Brunei Güneydoğu Asya’nın çok bilinmeyen 450 bin nüfuslu küçük bir ülkesi. Bu bilinmezlikte ülkenin yönetim şeklinin hakimiyeti oldukça büyük. Brunei, şeriatın hüküm sürdüğü mutlak monarşi ile yönetilen otoriter rejimli bir İslam ülkesi.
Peki… Bu kadar küçük bir ülkenin dünyanın en zengin 5 ülkesinden biri olduğunu bilseniz ne düşürdünüz?
Nereden Geliyor Bu Zenginlik?
Brunei Ülkesinin en önemli gelir kaynağı bulunduğu coğrafyanın ona verdiği nimetler olan zengin petrol ve doğalgaz yataklarıdır. Sahip olduğu bu nimetler onu dünyanın en zengin ülkelerinden biri yapmaya yetiyor da artıyor bile. 5 Nisan 1929 yılında Brunei topraklarında petrolün keşfedilmesiyle birlikte ülkenin asıl zenginleşmesi başlıyor. Ancak bu dönemde ülke kendi imkânlarıyla petrolü çıkartamadığı için bir İngiliz-Hollanda şirketi olan Shell’in yardımıyla ilk petrolünü çıkartıyor ve Brunei ile Shell arasında bugün bile devam eden ezeli bir ortaklık başlıyor. Shell’in ülke ekonomisindeki etkinliği azımsanamayacak kadar çok. Hatta Shell, ülkede çıkan petrollerinin %49’unun üzerinde hak sahibi.

§ **Gösterilen Malzeme**:
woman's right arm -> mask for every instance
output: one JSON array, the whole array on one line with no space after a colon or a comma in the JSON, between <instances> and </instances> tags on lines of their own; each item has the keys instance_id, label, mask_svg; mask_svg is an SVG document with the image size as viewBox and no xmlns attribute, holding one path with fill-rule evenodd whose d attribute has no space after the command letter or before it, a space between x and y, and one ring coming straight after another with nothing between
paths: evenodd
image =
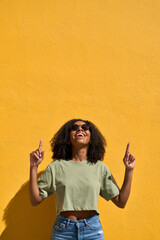
<instances>
[{"instance_id":1,"label":"woman's right arm","mask_svg":"<svg viewBox=\"0 0 160 240\"><path fill-rule=\"evenodd\" d=\"M40 140L38 149L30 154L30 201L32 206L37 206L43 200L39 195L37 183L38 165L42 162L43 158L44 151L42 151L42 140Z\"/></svg>"}]
</instances>

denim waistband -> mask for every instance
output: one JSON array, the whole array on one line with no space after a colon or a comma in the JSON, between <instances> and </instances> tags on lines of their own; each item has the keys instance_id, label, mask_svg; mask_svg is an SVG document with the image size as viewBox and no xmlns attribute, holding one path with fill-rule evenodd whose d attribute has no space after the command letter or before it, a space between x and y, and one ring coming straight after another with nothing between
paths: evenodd
<instances>
[{"instance_id":1,"label":"denim waistband","mask_svg":"<svg viewBox=\"0 0 160 240\"><path fill-rule=\"evenodd\" d=\"M80 222L84 222L84 223L91 223L93 221L95 221L96 219L99 218L99 214L96 213L95 215L91 216L91 217L88 217L88 218L84 218L84 219L80 219L80 220L72 220L70 218L67 218L67 217L64 217L63 215L58 215L57 216L57 219L56 220L59 220L59 221L64 221L64 222L67 222L67 223L80 223Z\"/></svg>"}]
</instances>

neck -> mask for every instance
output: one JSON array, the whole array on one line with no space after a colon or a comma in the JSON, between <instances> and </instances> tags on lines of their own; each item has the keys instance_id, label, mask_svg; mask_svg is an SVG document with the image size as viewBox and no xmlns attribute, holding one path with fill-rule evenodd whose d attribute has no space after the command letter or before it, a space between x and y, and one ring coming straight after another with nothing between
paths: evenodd
<instances>
[{"instance_id":1,"label":"neck","mask_svg":"<svg viewBox=\"0 0 160 240\"><path fill-rule=\"evenodd\" d=\"M72 149L72 160L73 161L84 161L87 160L88 146L83 148Z\"/></svg>"}]
</instances>

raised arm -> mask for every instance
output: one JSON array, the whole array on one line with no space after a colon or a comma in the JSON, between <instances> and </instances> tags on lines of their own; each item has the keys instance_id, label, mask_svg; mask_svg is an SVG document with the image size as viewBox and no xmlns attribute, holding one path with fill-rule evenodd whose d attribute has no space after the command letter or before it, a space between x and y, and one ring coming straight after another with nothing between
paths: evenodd
<instances>
[{"instance_id":1,"label":"raised arm","mask_svg":"<svg viewBox=\"0 0 160 240\"><path fill-rule=\"evenodd\" d=\"M130 191L131 191L133 169L135 167L135 162L136 162L135 157L132 156L129 152L129 146L130 146L130 143L127 144L126 153L123 158L123 162L125 165L125 176L124 176L123 185L120 190L120 194L115 198L112 198L112 202L117 207L120 207L120 208L124 208L128 201Z\"/></svg>"},{"instance_id":2,"label":"raised arm","mask_svg":"<svg viewBox=\"0 0 160 240\"><path fill-rule=\"evenodd\" d=\"M42 140L40 140L38 149L30 153L30 201L32 206L36 206L42 201L37 184L37 170L43 158L44 151L42 151Z\"/></svg>"}]
</instances>

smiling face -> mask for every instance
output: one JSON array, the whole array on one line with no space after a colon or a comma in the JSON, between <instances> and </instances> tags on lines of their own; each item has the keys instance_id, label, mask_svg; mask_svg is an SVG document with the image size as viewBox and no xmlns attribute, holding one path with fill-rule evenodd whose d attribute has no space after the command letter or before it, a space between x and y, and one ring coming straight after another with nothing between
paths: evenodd
<instances>
[{"instance_id":1,"label":"smiling face","mask_svg":"<svg viewBox=\"0 0 160 240\"><path fill-rule=\"evenodd\" d=\"M73 124L78 125L77 129L76 127L71 129L70 131L70 141L72 146L87 146L89 145L91 133L90 130L86 128L86 123L82 121L77 121ZM88 126L88 125L87 125Z\"/></svg>"}]
</instances>

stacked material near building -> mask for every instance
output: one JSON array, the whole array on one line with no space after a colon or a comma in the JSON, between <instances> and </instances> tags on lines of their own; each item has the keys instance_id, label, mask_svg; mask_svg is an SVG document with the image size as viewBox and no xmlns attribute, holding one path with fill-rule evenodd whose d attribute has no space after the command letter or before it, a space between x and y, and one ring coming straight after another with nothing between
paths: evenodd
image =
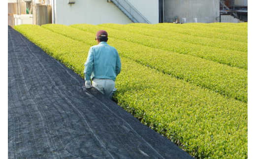
<instances>
[{"instance_id":1,"label":"stacked material near building","mask_svg":"<svg viewBox=\"0 0 256 159\"><path fill-rule=\"evenodd\" d=\"M8 0L8 25L15 25L14 14L26 14L26 2L23 0Z\"/></svg>"}]
</instances>

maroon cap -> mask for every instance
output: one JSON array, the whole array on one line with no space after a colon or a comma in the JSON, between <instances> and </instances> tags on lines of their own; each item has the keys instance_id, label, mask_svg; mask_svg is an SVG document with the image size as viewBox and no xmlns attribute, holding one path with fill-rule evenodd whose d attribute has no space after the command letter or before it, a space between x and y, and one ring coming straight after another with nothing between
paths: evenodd
<instances>
[{"instance_id":1,"label":"maroon cap","mask_svg":"<svg viewBox=\"0 0 256 159\"><path fill-rule=\"evenodd\" d=\"M107 32L103 30L100 30L97 32L96 33L96 36L105 36L107 37Z\"/></svg>"}]
</instances>

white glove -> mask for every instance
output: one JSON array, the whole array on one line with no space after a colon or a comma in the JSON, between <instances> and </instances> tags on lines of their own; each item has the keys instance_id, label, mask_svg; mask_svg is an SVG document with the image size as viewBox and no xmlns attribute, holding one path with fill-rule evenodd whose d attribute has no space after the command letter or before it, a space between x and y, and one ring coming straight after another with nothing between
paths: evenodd
<instances>
[{"instance_id":1,"label":"white glove","mask_svg":"<svg viewBox=\"0 0 256 159\"><path fill-rule=\"evenodd\" d=\"M85 81L85 87L86 87L87 88L90 88L92 87L92 84L91 83L90 80Z\"/></svg>"}]
</instances>

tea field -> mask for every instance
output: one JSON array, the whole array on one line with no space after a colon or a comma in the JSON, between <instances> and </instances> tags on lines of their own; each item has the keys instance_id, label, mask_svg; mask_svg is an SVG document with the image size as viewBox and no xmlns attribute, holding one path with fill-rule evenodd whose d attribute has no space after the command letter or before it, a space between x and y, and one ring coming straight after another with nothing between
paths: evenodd
<instances>
[{"instance_id":1,"label":"tea field","mask_svg":"<svg viewBox=\"0 0 256 159\"><path fill-rule=\"evenodd\" d=\"M96 32L106 30L121 58L119 105L196 158L247 158L247 23L15 29L83 78Z\"/></svg>"}]
</instances>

§ **Alıştırma Yönergeleri**:
(a) Brunei metnine göre aşağıdaki soruları yanıtlayın.
(i) Brunei'nin nüfusu kaçtır?
(ii) Brunei topraklarında petrol hangi tarihte keşfedilmiştir?
(iii) Shell, ülkede çıkan petrollerin yüzde kaçının üzerinde hak sahibidir?
(b) Brunei metnini son cümlesinden sonra devam ettirerek yazın.

§ **Görevlere Göre Yanıtlar**:
(a)
(i) 450 bin
(ii) 5 Nisan 1929
(iii) %49

(b)
Petrol üretiminin ülkenin refahında büyük bir rolünün olması nedeniyle 18 Temmuz 1991 yılında Sultan tarafından Brunei’nin Seria kentinde Billionth Barrel Monument (Milayarıncı Varil Anıtı) inşa ettiriliyor. Bu anıt, Seria petrol sahasında keşfedilen ilk kuyu olan S-1’in yakınına yer alıyor. Böylece bu anıtla 1929 yılında çıkarılan ilk petrol de anılmış oluyor.
Bugünkü kanıtlanmış kayıtlara göre Brunei Ülkesinin 1.1 Milyon varil petrol rezervi var. Bu rezerv, küçük bir ada ülkesinin müreffeh bir hayat yaşaması için oldukça yeterli. Bundan dolayıdır ki dünyanın da en zenginlerinden biri sayılan Brunei Sultanı Hassanal Bolkiah, ülkenin neredeyse her yerine devasa altın kaplama saraylar yaptırıyor. Bununla da sınırlı değil tabi ki, tüm monarşiler de olduğu gibi sultan ve ailesi her anlamda kutsanmış durumda. Normal şartlarda eğlencenin ve müzikli kutlamaların yasak olduğu bu ülkede örneğin sultanın doğum günü ya da sultan ailesinin düğün törenleri için iki haftandan uzun süren kutlamalar ve törenler yapılıyor. Ee tabi bu kutlamalar için Sultan kesesinin ağzını bir hayli büyük açıyor takdir edersiniz ki.
Bir Sultanlıkta Yaşamak…
1984 yılına kadar İngiltere’nin mandası olan bu ülke, bugün tamamen bağımsızlığını ilan etmiş durumda ve ülkede tek söz sahibi sultan. Bu nedenledir ki sultan ülkeyi bir aile şirketi olarak yönetiyor. Her şey onun kontrolü altında olduğundan ülkede halkın yaşam tarzı sultanın belirlediği kurallara bağlı.
Ülke o kadar kendi içine dönük yaşıyor ki Brunei için ikinci bir Kuzey Kore denilebilir. Ülkede suç oranları yok denecek kadar az. Gece hayatı, içki ve sigara kullanımı gibi şeyler her koşulda yasak. Suç işleyenlerin cezası ise Şeriat Binalarında veriliyor ve Şeriat Hukuku sadece Müslümanlara uygulanıyor. Gayrimüslimler için Medeni Hukuk esasları geçerli oluyor. 2019 yılında Sultan, tüm dünyaya ülkenin tam şeriatla yönetileceğini duyuruyor.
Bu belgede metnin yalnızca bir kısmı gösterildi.